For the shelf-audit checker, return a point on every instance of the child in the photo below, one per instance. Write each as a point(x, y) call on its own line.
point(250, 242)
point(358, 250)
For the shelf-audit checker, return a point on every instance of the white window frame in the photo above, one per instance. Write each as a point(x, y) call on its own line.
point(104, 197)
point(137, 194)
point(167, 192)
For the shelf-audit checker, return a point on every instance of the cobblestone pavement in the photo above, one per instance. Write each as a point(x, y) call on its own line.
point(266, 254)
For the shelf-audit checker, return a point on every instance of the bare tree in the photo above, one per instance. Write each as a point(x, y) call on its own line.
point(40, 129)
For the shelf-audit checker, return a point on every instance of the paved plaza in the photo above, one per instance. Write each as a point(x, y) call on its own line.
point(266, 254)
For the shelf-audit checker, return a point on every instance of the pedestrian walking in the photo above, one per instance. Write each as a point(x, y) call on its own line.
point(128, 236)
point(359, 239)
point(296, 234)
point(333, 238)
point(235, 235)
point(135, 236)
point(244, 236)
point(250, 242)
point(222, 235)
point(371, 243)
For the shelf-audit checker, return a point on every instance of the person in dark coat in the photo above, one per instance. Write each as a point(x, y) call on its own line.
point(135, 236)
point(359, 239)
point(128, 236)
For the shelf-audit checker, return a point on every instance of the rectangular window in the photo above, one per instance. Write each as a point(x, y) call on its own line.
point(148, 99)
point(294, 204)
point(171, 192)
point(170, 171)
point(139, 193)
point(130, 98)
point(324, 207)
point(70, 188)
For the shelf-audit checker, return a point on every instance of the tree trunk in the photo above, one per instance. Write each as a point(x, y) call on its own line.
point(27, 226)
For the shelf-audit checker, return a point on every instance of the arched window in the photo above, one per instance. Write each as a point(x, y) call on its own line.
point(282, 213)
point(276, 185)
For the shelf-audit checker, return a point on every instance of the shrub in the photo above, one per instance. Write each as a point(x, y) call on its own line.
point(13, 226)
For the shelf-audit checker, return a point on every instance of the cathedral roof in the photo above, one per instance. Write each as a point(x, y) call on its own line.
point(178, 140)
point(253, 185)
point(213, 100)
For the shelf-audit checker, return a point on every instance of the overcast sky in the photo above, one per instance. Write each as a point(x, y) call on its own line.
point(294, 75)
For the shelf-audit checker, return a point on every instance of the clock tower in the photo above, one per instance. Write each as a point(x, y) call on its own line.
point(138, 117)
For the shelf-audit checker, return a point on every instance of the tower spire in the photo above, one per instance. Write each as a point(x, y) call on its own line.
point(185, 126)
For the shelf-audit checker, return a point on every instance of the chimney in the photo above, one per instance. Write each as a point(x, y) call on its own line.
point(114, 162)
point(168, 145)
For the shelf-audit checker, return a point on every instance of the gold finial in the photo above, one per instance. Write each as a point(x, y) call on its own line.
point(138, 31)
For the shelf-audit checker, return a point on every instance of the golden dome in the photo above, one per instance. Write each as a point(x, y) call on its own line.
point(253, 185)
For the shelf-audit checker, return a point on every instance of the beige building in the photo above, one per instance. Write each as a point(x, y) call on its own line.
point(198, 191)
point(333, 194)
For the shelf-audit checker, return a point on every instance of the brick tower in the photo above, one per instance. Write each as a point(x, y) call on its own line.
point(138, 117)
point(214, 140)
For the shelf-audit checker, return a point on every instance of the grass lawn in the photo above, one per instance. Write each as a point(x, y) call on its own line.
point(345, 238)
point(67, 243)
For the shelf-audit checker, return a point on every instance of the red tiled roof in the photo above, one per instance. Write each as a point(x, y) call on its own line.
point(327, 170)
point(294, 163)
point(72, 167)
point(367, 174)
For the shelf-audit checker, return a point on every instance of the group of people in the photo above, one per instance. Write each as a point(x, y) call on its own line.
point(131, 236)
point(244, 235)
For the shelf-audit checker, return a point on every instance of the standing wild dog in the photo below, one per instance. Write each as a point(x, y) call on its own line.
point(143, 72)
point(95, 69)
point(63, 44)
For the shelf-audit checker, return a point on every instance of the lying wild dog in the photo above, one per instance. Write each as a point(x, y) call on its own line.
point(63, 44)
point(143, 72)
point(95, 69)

**WORK TO BE COMPLETED:** Arrange all of the records above as a numbered list with one line per entry, leaving out any blank lines.

**ANSWER BELOW:**
1. For the shelf-audit checker, return a point on every instance of the child in the photo below, one per instance. Write each as a point(x, y) call on its own line.
2. point(250, 242)
3. point(358, 250)
4. For the shelf-audit checker, return a point on every instance of the white window frame in the photo above, one per instance. Write each as a point(x, y) call on its own line.
5. point(104, 197)
6. point(137, 194)
7. point(167, 192)
8. For the shelf-audit checker, return a point on every instance of the cobblestone pavement in the photo above, one per instance. Write each as a point(x, y) call on its own line.
9. point(266, 254)
10. For the shelf-audit checker, return a point on every instance of the bare tree in the photo above, one per instance. Write each as a point(x, y) call on its own line.
11. point(40, 129)
12. For the shelf-audit checker, return a point on every instance of the paved plaza in the photo above, one per instance. Write each as a point(x, y) call on its own line.
13. point(266, 254)
14. For the shelf-audit checker, return a point on every instance of the pedestrian walking in the photo above, one per instance. Write each as a point(x, y) call on its own line.
15. point(128, 236)
16. point(359, 239)
17. point(296, 234)
18. point(333, 238)
19. point(235, 235)
20. point(135, 236)
21. point(244, 236)
22. point(250, 242)
23. point(222, 235)
24. point(371, 243)
25. For the shelf-audit checker, return a point on every instance of the person in dark coat in the photo above, one per instance. Write each as a point(x, y) call on its own line.
26. point(135, 236)
27. point(359, 239)
28. point(128, 236)
29. For the shelf-audit checker, return a point on every instance of the rectangular window in the photo above, one per instance. Write each as a point(x, y) call on its own line.
30. point(148, 99)
31. point(294, 204)
32. point(171, 192)
33. point(170, 171)
34. point(139, 193)
35. point(130, 98)
36. point(324, 207)
37. point(70, 188)
38. For the shelf-audit checker, return a point on every instance of the tree trunk in the photo above, one per instance. Write each as a point(x, y) call on its own line.
39. point(27, 226)
40. For the shelf-audit checker, return a point on every instance of the arched window in the photo above, one per instance. Write each as a point(x, y) call on its own line.
41. point(282, 213)
42. point(276, 185)
43. For the shelf-audit checker, return a point on every instance of the shrub in the photo above, one per instance. Write each as a point(x, y) call on its own line.
44. point(13, 226)
45. For the shelf-audit checker, return a point on every instance of the cathedral roof in the photo above, one per instance. Write each as a point(x, y) call on its own line.
46. point(178, 140)
47. point(253, 185)
48. point(213, 100)
49. For the shelf-audit checker, return a point on every instance of the overcast sky in the photo above, one per instance. Write each as a point(x, y) call on its own line.
50. point(294, 75)
51. For the shelf-audit checker, return a point on every instance of the clock tower in the photo above, one per instance. Write each as a point(x, y) call on its own line.
52. point(138, 117)
53. For the shelf-audit checker, return a point on every instance of the tower spire in the photo above, one per instance. Write each as a point(x, y) call on its own line.
54. point(185, 126)
55. For the shelf-audit checker, return a point on every instance of the chimney in the photo above, one per instance. Write each as a point(x, y) call on its own line.
56. point(114, 162)
57. point(168, 145)
58. For the shelf-audit checker, return a point on every instance of the gold finial in the photo above, one per instance. Write each as a point(x, y) call on its own line.
59. point(138, 31)
60. For the shelf-audit checker, return a point on every instance of the golden dome in the photo above, one per instance. Write each as a point(x, y) call on its own line.
61. point(253, 185)
62. For the shelf-audit checker, return a point on every instance of the beige building in the photo above, one per instance. Write each as a point(x, y) call on its own line.
63. point(198, 191)
64. point(333, 194)
65. For the shelf-audit checker, return a point on every instance of the brick tower in the photo above, one per instance. Write each as a point(x, y) call on its own line.
66. point(138, 117)
67. point(214, 140)
68. For the shelf-audit checker, return a point on every instance of the grass lawn in the photo above, one per instance. Write each as a point(x, y) call on its own line.
69. point(345, 238)
70. point(67, 243)
71. For the shelf-audit checker, return a point on every instance of the red tiled roof in the photo above, one per instance. Write each as a point(x, y) call on its own line.
72. point(327, 170)
73. point(294, 163)
74. point(72, 167)
75. point(367, 174)
76. For the shelf-audit checker, return a point on every instance of the group of people in the photo above, one per instance. Write each as a point(x, y) call on its own line.
77. point(131, 236)
78. point(244, 235)
79. For the shelf-audit checker, return a point on every instance of the standing wild dog in the photo below, one per instance. Write each as a point(x, y) call on its own line.
80. point(143, 72)
81. point(95, 69)
82. point(63, 44)
83. For the shelf-audit checker, return a point on every instance of the lying wild dog in the photo above, one per instance. Write each as a point(x, y) call on its own line.
84. point(63, 44)
85. point(143, 72)
86. point(95, 69)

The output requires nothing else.